* **What to do**: A single number is needed: how many lines of the data hold the word "item".

== Task material

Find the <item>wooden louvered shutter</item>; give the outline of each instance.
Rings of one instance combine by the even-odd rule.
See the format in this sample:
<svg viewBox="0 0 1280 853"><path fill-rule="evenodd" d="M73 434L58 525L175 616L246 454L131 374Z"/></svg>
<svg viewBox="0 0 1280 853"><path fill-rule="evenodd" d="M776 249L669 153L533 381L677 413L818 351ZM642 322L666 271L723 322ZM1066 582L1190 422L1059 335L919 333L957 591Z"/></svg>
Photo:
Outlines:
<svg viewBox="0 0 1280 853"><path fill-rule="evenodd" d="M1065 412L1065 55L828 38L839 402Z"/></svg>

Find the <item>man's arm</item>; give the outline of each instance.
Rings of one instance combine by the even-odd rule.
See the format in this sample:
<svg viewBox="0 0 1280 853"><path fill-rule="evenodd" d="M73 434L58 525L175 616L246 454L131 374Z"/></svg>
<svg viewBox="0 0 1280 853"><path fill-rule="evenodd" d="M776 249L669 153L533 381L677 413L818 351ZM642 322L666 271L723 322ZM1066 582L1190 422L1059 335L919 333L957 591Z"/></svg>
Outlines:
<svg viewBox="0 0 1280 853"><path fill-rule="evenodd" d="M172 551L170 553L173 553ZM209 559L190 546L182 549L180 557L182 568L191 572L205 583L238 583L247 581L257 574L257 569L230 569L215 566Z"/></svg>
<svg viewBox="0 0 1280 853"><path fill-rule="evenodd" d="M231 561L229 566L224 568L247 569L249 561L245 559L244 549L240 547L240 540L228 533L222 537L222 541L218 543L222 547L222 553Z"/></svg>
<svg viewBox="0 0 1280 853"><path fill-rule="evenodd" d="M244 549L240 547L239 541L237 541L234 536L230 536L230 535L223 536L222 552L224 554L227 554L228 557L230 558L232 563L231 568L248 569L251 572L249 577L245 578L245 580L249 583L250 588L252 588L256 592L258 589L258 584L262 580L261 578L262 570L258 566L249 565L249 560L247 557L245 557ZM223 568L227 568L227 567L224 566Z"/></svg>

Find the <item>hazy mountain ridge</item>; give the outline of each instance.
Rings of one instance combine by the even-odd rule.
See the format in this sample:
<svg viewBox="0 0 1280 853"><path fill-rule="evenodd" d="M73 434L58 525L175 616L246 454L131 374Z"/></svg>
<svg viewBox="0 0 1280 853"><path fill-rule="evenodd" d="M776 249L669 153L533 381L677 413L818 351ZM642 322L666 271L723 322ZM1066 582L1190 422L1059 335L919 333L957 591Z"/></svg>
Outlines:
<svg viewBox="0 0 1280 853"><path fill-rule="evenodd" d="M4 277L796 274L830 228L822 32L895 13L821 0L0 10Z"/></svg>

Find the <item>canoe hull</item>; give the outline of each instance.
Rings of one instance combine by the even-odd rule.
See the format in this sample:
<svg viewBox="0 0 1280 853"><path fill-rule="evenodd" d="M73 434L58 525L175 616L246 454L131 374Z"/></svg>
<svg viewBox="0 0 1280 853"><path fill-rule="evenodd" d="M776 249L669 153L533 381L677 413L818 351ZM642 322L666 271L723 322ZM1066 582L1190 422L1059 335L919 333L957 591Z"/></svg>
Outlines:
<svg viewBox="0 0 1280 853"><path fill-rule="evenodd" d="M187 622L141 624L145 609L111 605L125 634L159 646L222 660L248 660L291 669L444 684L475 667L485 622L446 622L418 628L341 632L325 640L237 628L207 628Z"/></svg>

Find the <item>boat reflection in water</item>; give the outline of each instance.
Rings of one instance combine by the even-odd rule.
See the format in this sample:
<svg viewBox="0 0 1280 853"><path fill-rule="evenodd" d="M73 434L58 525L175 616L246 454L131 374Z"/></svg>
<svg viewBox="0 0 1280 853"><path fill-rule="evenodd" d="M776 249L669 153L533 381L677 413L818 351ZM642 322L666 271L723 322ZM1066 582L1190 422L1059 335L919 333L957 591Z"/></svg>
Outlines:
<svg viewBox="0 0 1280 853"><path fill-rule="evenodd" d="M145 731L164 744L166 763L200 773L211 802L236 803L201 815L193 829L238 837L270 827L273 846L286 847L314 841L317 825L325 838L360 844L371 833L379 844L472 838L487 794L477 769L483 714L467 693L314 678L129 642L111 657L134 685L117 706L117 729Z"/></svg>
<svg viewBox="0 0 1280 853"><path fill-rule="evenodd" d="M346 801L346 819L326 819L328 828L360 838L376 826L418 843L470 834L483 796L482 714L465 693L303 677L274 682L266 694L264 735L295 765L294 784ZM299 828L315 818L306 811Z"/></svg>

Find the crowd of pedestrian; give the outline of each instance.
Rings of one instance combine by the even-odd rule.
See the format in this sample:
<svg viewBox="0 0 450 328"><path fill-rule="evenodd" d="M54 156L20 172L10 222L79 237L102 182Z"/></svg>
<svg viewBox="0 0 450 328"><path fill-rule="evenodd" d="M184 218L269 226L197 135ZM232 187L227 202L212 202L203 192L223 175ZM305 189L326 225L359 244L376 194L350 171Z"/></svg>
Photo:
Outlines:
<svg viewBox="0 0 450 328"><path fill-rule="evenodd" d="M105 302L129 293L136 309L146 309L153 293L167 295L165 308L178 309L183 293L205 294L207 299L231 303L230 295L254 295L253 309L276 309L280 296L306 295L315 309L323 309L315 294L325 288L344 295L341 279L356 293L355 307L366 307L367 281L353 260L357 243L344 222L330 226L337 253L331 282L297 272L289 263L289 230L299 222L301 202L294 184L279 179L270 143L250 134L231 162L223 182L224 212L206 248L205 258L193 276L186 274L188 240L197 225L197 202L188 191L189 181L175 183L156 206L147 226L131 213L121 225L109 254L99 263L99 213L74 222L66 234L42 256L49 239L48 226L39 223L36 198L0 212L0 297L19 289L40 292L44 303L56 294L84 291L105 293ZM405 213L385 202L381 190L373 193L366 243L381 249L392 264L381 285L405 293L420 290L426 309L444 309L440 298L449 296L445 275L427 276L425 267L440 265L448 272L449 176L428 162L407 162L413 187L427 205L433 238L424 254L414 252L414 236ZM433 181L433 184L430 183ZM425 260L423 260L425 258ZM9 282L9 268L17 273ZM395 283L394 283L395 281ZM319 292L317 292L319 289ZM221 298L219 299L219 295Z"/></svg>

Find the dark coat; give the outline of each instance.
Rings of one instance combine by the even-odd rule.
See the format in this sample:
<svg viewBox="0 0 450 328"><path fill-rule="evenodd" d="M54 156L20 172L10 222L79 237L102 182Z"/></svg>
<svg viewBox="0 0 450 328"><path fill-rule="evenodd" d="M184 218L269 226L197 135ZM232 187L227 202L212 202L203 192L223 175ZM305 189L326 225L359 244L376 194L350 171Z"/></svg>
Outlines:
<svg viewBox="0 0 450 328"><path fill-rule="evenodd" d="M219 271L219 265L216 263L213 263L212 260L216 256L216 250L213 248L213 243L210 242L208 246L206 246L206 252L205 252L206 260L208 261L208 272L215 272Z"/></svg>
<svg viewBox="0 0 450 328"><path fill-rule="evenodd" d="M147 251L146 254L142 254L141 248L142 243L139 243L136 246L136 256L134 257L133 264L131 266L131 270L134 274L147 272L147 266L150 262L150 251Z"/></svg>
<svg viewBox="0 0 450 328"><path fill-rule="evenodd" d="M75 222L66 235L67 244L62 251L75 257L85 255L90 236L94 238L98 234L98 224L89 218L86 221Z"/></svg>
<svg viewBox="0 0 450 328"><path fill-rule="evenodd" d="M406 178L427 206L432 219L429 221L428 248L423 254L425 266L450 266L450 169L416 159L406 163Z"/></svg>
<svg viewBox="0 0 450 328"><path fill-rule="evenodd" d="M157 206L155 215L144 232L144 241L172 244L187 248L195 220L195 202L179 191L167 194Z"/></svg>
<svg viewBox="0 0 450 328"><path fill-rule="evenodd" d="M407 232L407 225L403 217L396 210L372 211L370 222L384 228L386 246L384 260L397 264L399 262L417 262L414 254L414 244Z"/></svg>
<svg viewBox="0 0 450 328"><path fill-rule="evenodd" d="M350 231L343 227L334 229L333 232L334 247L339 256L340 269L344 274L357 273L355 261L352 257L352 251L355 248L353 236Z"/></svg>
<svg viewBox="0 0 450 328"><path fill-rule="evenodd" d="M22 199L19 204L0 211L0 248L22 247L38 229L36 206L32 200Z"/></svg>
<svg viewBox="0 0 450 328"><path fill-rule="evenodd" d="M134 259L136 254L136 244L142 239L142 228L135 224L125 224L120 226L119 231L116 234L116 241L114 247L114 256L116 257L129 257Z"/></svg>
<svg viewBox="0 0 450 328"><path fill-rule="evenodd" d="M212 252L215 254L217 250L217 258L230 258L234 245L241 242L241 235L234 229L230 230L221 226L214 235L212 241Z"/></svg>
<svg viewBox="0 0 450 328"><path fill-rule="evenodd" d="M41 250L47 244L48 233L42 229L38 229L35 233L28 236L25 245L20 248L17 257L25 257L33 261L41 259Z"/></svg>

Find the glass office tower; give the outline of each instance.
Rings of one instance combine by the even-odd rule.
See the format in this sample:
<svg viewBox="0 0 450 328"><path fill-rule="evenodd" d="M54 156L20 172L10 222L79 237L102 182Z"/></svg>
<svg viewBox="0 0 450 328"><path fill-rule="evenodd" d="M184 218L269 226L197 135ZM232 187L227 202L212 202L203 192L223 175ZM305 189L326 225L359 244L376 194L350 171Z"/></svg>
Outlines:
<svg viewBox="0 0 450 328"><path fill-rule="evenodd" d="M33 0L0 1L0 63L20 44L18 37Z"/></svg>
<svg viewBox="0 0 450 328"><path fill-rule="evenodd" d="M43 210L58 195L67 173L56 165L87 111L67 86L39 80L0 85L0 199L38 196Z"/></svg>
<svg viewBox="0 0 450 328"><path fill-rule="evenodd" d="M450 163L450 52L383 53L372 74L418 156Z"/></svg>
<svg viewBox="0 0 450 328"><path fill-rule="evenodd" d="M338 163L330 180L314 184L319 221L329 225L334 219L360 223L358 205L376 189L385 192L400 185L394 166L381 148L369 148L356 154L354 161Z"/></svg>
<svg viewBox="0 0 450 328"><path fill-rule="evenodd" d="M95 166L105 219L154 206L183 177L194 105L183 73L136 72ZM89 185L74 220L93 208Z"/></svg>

====

* **Written response**: 5